— GIVEN EXERCISE —
Can you format the item lines below as a JSON list of strings, from the line with "Please spot the damp" through the last line of the items, both included? Use one string per line and leave out blank lines.

▬▬▬▬▬▬▬▬▬▬

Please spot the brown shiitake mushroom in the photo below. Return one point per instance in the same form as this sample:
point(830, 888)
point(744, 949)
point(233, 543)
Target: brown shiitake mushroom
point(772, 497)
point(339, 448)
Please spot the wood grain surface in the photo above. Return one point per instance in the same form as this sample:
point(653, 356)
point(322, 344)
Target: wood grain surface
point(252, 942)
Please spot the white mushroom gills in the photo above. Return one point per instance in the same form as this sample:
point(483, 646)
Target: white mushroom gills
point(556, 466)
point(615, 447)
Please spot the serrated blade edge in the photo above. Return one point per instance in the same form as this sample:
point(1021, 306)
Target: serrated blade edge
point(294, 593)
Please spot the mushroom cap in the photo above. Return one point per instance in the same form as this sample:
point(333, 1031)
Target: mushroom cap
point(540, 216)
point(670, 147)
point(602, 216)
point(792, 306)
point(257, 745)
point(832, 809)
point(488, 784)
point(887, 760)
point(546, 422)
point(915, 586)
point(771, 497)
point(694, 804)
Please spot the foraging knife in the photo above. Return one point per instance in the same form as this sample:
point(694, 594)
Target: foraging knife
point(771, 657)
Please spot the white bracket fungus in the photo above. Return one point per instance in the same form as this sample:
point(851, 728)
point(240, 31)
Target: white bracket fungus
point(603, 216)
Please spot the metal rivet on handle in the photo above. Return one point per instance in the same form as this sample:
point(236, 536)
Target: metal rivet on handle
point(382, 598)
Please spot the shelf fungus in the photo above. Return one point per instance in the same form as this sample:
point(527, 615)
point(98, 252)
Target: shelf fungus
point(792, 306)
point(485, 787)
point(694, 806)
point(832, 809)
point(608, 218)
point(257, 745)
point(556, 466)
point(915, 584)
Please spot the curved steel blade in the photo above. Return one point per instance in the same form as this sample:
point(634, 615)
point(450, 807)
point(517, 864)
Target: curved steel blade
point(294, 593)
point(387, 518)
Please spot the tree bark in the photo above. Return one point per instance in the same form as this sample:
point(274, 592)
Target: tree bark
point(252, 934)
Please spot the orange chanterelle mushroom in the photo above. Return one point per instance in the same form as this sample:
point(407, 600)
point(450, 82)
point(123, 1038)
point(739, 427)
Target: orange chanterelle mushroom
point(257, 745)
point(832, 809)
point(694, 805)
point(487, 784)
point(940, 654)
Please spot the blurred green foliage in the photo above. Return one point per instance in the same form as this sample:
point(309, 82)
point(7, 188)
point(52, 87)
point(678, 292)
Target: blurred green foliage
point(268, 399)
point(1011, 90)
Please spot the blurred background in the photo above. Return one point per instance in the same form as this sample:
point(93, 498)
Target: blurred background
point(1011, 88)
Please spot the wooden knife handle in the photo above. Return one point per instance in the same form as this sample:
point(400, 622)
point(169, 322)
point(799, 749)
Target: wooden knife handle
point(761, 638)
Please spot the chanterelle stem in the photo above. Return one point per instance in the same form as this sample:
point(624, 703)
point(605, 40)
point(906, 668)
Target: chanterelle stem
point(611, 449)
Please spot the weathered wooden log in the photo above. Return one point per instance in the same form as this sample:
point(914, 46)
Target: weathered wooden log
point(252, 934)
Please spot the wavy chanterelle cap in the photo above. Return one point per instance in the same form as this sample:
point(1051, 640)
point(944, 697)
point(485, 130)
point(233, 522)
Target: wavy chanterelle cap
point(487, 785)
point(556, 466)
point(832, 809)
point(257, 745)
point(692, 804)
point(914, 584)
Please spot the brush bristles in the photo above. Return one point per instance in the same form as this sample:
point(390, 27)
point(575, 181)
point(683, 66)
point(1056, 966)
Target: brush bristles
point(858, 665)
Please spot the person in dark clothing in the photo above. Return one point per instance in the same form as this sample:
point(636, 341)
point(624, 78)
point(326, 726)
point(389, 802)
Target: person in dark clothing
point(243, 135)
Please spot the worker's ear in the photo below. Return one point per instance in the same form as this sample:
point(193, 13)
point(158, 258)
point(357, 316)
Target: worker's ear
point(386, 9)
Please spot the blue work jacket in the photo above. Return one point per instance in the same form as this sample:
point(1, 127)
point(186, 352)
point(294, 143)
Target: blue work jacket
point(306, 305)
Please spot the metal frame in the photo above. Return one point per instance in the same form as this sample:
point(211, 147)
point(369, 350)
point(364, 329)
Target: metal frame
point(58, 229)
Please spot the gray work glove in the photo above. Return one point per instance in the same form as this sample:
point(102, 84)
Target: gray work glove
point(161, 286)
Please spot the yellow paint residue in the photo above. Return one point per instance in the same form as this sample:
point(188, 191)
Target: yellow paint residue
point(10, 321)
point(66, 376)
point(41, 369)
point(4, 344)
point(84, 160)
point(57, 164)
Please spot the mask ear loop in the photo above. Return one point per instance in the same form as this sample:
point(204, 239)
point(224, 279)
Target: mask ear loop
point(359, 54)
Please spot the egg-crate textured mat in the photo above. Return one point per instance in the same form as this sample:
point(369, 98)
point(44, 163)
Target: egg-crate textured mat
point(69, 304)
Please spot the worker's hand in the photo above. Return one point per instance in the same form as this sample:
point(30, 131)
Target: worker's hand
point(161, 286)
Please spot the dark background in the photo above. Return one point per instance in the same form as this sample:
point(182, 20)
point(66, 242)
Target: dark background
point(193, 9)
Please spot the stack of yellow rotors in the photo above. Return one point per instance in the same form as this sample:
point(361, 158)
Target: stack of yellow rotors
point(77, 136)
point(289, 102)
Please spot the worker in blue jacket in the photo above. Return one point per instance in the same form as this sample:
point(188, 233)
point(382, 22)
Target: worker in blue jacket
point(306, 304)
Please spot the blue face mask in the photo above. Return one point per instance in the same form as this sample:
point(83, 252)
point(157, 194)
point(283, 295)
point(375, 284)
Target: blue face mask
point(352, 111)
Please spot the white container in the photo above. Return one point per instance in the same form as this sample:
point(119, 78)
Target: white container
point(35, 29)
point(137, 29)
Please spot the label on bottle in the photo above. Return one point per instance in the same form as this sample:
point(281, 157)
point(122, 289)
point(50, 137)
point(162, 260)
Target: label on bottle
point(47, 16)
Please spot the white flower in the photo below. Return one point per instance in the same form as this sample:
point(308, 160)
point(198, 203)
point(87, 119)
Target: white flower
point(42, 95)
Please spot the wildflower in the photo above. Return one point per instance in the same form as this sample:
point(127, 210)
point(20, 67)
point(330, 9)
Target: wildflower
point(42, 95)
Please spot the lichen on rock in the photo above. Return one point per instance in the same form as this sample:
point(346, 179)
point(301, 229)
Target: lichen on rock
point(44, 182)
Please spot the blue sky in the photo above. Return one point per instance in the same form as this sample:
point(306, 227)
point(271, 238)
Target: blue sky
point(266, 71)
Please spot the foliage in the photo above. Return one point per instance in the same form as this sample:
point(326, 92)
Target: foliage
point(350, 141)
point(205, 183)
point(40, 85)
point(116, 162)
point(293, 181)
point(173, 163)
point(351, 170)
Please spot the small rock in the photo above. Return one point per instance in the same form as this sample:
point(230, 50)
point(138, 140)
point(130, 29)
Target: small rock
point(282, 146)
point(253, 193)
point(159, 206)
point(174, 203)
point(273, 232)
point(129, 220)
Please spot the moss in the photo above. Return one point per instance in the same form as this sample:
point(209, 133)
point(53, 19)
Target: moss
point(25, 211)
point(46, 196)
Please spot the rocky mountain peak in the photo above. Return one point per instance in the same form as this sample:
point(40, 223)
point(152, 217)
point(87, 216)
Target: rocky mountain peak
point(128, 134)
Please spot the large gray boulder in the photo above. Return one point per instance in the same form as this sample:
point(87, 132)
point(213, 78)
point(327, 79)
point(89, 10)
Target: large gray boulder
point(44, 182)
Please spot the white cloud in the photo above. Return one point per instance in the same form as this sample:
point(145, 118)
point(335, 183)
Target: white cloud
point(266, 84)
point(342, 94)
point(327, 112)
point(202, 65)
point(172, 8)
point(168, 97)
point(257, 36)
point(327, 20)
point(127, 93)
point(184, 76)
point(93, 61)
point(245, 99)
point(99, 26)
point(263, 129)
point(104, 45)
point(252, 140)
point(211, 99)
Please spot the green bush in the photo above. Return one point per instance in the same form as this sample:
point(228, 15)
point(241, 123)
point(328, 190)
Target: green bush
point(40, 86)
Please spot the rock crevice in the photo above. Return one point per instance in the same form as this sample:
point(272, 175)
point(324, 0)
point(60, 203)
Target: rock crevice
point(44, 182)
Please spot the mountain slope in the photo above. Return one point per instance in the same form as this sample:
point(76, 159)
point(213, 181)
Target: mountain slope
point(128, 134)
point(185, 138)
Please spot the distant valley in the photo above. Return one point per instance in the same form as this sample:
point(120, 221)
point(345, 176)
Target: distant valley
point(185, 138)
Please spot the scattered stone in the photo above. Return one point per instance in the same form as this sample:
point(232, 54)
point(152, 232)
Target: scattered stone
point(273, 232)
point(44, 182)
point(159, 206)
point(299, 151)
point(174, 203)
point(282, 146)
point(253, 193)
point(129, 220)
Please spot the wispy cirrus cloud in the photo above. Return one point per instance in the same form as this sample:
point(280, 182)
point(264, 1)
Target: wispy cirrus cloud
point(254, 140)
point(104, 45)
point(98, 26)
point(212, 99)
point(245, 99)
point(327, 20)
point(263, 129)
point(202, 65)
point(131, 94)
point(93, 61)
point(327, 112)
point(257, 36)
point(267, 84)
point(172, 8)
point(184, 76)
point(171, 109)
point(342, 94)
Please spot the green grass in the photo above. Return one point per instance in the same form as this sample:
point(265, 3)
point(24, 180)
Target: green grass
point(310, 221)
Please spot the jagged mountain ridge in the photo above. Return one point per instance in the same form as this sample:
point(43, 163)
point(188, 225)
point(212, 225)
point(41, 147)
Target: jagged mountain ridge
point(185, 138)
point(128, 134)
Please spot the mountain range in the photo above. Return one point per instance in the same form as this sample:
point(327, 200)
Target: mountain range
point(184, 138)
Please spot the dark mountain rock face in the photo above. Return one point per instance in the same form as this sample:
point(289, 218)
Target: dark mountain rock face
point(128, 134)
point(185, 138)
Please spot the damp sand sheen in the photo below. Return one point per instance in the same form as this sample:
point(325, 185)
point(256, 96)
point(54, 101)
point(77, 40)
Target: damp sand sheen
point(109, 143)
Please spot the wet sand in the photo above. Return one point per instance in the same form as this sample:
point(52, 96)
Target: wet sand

▬▬▬▬▬▬▬▬▬▬

— EXERCISE RESULT —
[
  "Please spot the damp sand sheen in the photo below. Return one point per instance in the same form as this sample:",
  "point(325, 185)",
  "point(256, 96)",
  "point(54, 101)",
  "point(77, 40)",
  "Target: damp sand sheen",
  "point(109, 143)",
  "Please spot the wet sand in the photo above. Return one point per instance in the same form as this sample:",
  "point(52, 96)",
  "Target: wet sand"
]